-- Tujuan 1 --
Sebutkan semua contoh rutinitas keseharian yang diapit tanda pisah dalam kutipan teks di bawah.

------ Kutipan Teks

Saudara-Saudara pendengar yang kami kasihi di mana pun Anda berada, Anda kembali bersama kami dalam acara TELAGA (Tegur Sapa Gembala Keluarga). Acara ini diselenggarakan oleh Lembaga Bina Keluarga Kristen (LBKK) bekerja sama dengan radio kesayangan Anda ini. Saya Stella akan berbincang-bincang dengan Bapak Penginjil Sindunata Kurniawan, MK. Beliau adalah seorang pakar dalam bidang konseling keluarga. Perbincangan kami kali ini adalah tentang "Orang Dewasa, Belajarlah!". Kami percaya acara ini pasti bermanfaat bagi kita sekalian dan dari studio kami mengucapkan selamat mengikuti.
St : Pak Sindu, biasanya yang disuruh-suruh belajar adalah anak-anak kecil sampai anak kuliah. Tema kita kali ini adalah orang dewasa yang disuruh belajar. Kenapa kita perlu membahas topik ini, Pak ?
SK : Seperti yang Bu Stella sampaikan, belajar memang dikonotasikan untuk anak-anak dan juga untuk pelajar dan mahasiswa. Itu memang untuk tugas kehidupan, untuk mandiri, memiliki pekerjaan dan keterampilan hidup. Tetapi rupanya, belajar itu tidak cukup hanya berhenti sampai menjadi mahasiswa karena kalau kita berhenti belajar maka kita akan terjebak pada kehidupan yang sudah mapan ini, fokus pada rutinitas keseharian – bekerja, menjadi suami atau istri, menjadi ayah atau ibu – komunitas hobi, rekreasi dan kegiatan bersosialisasi, dan hidup kita ibarat menggelinding, kita berhenti belajar dan sebagai akibatnya kita akan mengalami beberapa kerugian.

------------
------ Bahan Masukan

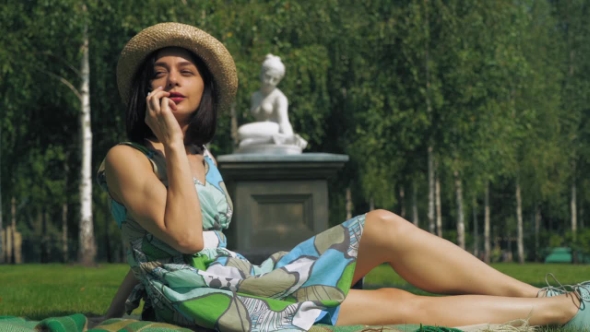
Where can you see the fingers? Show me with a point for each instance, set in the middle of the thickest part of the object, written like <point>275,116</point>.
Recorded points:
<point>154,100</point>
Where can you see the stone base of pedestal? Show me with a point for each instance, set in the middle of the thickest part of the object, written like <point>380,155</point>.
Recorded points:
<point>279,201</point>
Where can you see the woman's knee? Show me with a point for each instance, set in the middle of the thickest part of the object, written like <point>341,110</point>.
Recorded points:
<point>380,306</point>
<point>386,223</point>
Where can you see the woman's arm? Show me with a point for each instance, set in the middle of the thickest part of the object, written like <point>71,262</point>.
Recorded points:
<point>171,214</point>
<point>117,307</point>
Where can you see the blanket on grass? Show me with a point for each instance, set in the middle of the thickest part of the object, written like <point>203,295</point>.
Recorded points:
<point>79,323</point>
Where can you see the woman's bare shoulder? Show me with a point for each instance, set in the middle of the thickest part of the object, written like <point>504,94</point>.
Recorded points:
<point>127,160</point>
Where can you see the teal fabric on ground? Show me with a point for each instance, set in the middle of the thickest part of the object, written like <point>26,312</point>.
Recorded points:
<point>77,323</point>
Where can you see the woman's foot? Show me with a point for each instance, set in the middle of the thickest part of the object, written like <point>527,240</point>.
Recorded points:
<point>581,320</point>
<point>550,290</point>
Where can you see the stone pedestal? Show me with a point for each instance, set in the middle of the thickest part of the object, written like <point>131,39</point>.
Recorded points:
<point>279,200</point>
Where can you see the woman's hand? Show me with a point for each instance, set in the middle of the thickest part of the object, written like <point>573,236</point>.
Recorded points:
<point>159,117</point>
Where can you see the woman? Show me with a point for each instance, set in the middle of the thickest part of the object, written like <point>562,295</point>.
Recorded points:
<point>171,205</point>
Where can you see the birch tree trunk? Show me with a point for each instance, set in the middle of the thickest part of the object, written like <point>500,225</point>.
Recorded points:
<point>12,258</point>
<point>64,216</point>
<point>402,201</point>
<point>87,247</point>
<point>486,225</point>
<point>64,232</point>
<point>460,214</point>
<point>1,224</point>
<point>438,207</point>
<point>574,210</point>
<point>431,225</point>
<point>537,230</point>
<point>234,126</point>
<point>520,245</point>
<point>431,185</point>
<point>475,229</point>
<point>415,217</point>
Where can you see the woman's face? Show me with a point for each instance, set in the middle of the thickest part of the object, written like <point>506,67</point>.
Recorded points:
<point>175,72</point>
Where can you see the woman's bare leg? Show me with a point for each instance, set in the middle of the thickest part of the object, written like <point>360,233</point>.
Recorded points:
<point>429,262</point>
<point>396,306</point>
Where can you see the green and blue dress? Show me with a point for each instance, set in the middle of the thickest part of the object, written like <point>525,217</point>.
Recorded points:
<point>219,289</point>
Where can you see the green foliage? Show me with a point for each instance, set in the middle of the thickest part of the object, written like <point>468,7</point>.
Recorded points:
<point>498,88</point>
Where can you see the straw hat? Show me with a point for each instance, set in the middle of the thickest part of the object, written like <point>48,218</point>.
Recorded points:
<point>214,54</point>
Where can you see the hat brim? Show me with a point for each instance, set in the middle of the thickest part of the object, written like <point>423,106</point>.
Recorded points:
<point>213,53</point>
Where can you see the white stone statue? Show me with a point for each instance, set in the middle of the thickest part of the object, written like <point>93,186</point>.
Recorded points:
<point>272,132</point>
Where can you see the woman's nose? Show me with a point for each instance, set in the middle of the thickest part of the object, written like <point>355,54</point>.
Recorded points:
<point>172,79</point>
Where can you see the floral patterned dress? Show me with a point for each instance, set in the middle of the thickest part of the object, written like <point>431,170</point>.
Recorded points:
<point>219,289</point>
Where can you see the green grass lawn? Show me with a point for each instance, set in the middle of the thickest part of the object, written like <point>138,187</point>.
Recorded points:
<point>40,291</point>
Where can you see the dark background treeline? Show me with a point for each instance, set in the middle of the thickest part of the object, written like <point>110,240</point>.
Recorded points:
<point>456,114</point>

------------

-- Tujuan 2 --
Identifikasi setiap baris pada entri di atas yang memuat kata "dress".

-- Hasil Tugas 1 --
bekerja; menjadi suami atau istri; menjadi ayah atau ibu

-- Hasil Tugas 2 --
Where can you see the green and blue dress? Show me with a point for each instance, set in the middle of the thickest part of the object, written like <point>525,217</point>.
Where can you see the floral patterned dress? Show me with a point for each instance, set in the middle of the thickest part of the object, written like <point>431,170</point>.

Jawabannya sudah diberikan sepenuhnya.